___ Source records ___
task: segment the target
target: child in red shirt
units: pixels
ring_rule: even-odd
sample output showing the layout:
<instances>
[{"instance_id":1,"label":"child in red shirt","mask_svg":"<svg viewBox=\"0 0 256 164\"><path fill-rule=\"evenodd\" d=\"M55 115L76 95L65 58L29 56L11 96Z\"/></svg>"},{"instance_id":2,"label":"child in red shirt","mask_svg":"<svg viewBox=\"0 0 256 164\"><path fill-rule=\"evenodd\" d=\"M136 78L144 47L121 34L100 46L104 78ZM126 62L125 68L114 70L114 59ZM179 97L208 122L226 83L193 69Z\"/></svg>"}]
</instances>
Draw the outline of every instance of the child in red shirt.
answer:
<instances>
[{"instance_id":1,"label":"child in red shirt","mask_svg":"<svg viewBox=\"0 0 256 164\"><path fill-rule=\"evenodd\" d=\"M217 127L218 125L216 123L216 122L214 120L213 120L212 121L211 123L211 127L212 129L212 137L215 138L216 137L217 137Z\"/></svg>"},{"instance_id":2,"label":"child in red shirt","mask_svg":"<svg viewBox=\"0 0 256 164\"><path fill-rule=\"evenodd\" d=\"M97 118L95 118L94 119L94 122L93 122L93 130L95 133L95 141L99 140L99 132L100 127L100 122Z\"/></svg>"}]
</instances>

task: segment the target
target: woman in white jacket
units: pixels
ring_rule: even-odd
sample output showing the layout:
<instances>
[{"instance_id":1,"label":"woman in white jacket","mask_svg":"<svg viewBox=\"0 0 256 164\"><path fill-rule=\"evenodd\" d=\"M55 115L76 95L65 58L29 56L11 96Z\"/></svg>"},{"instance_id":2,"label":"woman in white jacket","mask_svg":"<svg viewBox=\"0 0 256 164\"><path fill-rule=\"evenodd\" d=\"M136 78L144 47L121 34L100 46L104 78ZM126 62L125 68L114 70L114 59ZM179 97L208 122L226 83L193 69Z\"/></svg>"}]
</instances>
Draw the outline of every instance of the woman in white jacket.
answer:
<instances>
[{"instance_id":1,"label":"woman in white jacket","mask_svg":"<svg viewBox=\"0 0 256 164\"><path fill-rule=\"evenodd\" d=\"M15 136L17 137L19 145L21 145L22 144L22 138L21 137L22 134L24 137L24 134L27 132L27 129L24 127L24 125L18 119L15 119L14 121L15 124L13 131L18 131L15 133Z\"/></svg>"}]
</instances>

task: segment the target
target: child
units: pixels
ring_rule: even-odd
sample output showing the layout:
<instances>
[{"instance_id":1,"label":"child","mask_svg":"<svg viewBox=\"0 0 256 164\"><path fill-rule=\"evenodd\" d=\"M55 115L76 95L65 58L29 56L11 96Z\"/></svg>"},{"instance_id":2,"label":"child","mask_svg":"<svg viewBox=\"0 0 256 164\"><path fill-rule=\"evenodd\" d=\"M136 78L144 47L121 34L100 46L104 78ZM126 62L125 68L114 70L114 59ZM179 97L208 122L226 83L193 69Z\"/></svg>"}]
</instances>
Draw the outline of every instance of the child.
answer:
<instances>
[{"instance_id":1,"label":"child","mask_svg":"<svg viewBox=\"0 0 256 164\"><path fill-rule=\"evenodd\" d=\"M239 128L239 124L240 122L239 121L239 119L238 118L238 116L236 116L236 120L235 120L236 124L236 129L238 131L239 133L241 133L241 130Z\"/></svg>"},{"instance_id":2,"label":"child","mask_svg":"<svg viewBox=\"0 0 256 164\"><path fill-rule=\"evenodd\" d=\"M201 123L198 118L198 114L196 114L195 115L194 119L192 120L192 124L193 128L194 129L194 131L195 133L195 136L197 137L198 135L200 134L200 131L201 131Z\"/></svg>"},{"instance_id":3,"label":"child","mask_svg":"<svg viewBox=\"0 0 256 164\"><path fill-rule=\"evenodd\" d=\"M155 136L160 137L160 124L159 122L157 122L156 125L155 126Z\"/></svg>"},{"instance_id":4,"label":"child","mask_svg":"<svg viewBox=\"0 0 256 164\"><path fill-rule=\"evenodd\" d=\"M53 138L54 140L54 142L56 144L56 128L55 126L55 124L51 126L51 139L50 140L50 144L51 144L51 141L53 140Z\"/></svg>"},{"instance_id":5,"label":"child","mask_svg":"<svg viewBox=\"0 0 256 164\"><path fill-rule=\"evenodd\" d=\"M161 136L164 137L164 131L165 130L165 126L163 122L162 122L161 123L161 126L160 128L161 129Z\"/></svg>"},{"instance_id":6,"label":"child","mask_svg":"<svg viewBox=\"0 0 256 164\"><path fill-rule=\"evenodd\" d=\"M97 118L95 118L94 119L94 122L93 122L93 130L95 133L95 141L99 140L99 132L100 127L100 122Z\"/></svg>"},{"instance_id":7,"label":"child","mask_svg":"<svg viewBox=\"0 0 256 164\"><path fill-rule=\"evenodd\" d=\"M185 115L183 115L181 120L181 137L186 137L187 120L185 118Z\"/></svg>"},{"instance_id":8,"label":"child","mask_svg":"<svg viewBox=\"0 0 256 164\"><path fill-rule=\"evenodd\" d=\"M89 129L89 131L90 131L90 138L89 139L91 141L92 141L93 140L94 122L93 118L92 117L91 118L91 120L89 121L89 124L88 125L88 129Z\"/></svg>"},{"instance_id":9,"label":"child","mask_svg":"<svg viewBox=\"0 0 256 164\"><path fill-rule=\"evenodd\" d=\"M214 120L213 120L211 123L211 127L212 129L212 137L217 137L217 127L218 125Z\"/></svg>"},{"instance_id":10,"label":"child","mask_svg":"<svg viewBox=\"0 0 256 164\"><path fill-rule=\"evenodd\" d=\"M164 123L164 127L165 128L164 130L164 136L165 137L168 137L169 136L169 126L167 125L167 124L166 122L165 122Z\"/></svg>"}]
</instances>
___
How many lines in the material above contain the word "every"? Reply with the number alone.

_The completed task_.
3